Lee Stearns, PhD student, Department of Computer Science
Preeti Bhargava, PhD student, Department of Computer Science
INTRODUCTION AND MOTIVATION
Many of the labs on our campus use motion sensors to conserve power by turning off the lights when there is no one in the room. However, these sensors have a limited detection range and so they can frequently turn off the lights even if there is someone working in the room. The MIND Lab in the A.V. Williams building has one of these sensors, and the students working in the lab sit in cubicles hidden from the sensor. If no one gets up from their desk for twenty minutes, the lights will turn off and someone has to walk up to the sensor to wave at it so that it turns them back on. This is rare during the middle of the day because there are enough people in the lab that someone will usually enter or leave the room before the motion sensor times out. But other times such as nights and weekends, when there are only a couple of people in the room, it can quickly become annoying. Imagine a poor graduate student huddled in one corner of the room at night finishing up an assignment or a paper that is due that very night and the motion sensor turns the lights off to plunge the room into darkness. He or she then has to keep walking back and forth to turn the lights back on every 20 minutes.
We propose a solution to this problem. Our system detects how many people are in the room by tracking them as they walk in and out, and uses an arm attached to a servo motor to activate the motion sensor and turn the lights back on.
Figure 1 Overview diagram of the system
As shown in Figure 1, the system consists of a Microsoft Kinect and an Arduino Uno with a servo motor connected to it. A cardboard arm is attached to the servo. When people walk in and out of the room, the Kinect tracks them and keeps a count of number of people currently present in the room. Whenever the motion sensor turns the lights off, if the number of people in the room is greater than zero, the system sends a 'move' command to the Arduino which causes it to move the servo, along with the attached arm, in a sweeping motion imitating a hand wave. We track the number of people in the room because we do not want the servo to move when there is no one in the room, since that would defeat the whole purpose of using a motion sensor to conserve power.

============

Quote the lab lighting text from "We propose a" to "lights back on.".

# Supplied material:
============

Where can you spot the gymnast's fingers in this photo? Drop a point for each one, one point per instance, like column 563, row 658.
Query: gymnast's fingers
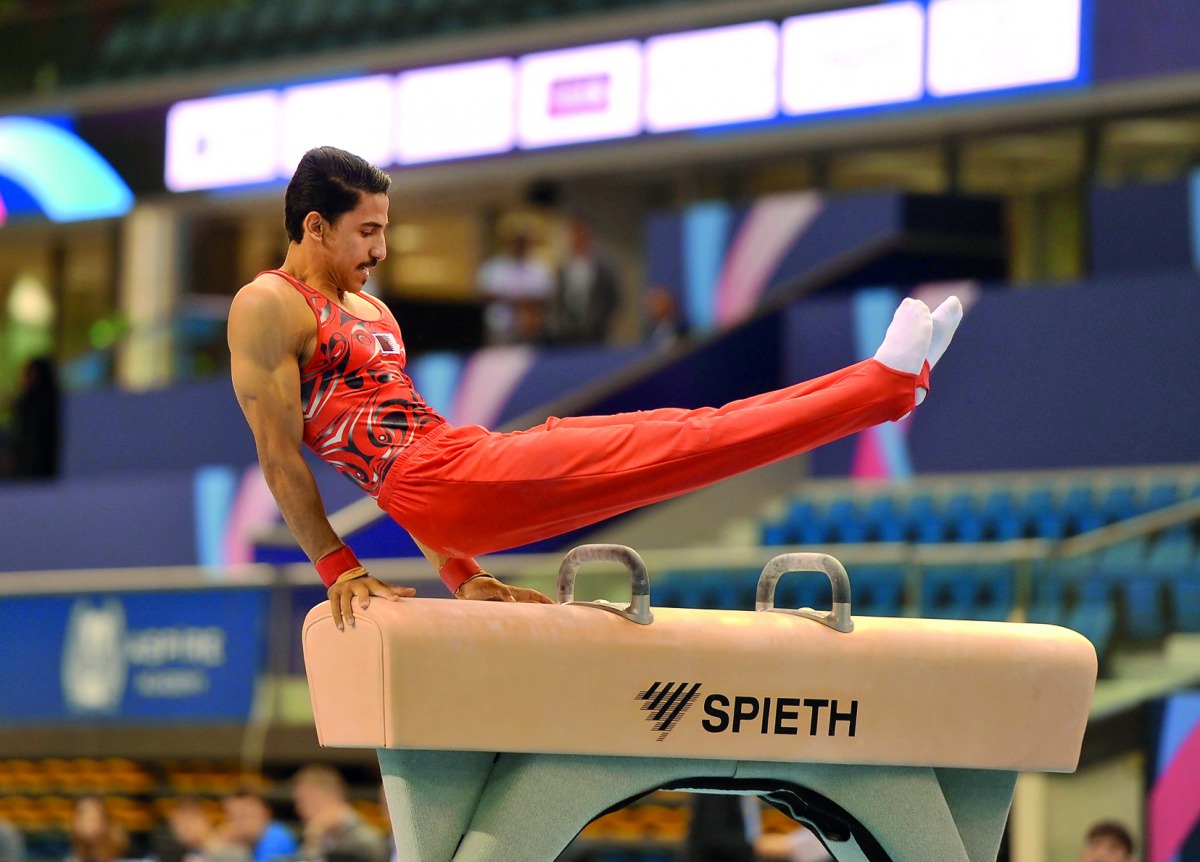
column 361, row 591
column 531, row 596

============

# Exercise response:
We propose a solution to this problem. Our system detects how many people are in the room by tracking them as they walk in and out, and uses an arm attached to a servo motor to activate the motion sensor and turn the lights back on.